##### EXTRACTED ENTRIES

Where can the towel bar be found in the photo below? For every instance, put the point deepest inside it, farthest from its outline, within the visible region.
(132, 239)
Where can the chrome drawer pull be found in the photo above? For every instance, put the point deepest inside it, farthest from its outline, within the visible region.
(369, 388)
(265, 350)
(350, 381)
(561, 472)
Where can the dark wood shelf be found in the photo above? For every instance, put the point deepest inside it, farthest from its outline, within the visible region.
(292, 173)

##########
##### EXTRACTED ENTRIES

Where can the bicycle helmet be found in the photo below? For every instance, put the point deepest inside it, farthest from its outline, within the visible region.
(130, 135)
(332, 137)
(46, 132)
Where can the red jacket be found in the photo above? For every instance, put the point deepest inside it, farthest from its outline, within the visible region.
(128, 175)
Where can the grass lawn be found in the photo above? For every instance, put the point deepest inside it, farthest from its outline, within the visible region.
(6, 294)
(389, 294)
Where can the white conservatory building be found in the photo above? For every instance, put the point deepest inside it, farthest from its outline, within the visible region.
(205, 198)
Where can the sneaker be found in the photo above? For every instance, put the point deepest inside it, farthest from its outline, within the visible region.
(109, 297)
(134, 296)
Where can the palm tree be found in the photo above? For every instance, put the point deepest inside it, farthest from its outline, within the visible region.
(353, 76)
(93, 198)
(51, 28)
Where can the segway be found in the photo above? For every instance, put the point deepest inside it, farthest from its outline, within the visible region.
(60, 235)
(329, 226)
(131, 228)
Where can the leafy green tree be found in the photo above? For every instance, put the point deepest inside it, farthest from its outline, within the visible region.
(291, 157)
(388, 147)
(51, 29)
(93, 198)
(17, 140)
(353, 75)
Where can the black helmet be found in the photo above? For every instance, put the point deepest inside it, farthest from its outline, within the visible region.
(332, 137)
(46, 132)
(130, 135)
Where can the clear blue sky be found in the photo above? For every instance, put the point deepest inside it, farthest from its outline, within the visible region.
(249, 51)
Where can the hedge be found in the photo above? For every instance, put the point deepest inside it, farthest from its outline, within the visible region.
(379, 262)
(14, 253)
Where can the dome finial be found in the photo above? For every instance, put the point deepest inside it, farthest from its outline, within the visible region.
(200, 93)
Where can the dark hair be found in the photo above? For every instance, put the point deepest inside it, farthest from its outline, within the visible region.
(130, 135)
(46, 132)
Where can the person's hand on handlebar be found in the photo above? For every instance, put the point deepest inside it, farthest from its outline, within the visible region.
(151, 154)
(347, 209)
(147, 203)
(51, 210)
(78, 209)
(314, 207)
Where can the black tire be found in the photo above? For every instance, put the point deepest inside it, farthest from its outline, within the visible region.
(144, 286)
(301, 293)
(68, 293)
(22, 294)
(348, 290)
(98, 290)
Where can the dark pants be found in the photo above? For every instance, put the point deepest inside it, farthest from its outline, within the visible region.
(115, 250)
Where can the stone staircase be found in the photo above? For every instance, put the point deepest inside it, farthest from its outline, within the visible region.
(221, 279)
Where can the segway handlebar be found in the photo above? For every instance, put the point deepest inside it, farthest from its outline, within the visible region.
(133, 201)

##########
##### EXTRACTED ENTRIES

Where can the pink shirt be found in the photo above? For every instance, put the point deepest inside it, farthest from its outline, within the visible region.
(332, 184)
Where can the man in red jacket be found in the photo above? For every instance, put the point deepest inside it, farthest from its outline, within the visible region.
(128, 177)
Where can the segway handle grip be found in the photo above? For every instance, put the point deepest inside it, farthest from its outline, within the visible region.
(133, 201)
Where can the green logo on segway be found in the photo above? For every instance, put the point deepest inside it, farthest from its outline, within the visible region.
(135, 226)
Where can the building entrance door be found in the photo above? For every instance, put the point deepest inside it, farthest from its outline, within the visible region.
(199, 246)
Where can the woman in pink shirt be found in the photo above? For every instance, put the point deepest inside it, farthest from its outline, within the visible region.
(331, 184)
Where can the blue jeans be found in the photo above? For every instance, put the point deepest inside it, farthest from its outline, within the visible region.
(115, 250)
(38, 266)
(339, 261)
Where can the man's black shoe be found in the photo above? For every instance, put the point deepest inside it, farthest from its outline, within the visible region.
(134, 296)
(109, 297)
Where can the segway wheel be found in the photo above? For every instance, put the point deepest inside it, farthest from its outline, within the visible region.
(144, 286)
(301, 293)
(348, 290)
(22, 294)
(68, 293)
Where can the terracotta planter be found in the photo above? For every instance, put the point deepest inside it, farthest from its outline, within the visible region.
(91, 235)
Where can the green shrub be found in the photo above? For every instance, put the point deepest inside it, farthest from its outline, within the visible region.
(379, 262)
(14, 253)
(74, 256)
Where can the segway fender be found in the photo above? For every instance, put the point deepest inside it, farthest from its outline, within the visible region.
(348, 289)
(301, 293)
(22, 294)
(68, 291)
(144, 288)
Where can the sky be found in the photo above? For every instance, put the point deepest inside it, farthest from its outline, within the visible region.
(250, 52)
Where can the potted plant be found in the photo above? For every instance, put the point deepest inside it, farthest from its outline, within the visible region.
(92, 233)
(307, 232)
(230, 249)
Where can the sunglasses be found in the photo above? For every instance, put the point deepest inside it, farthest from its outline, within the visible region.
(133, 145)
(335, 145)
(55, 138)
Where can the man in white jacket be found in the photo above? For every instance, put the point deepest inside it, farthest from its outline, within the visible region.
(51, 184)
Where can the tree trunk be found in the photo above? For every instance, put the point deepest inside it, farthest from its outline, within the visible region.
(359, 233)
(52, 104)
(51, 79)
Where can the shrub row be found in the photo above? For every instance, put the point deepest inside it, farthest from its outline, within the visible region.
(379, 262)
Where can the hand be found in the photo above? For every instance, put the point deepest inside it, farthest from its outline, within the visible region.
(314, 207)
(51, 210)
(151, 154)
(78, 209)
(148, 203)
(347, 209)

##########

Return each line of the records above that contains the string "below", treating uppercase and lowercase letters as distinct.

OUTPUT FOR THIS EXERCISE ::
Where can the towel bar be found in the photo below? For every instance, put the point deepest inside it, farthest from its outline, within the visible region.
Where can the bicycle helmet be found in the photo below? For every instance, put the point deepest inside it, farthest from its outline, within the visible region.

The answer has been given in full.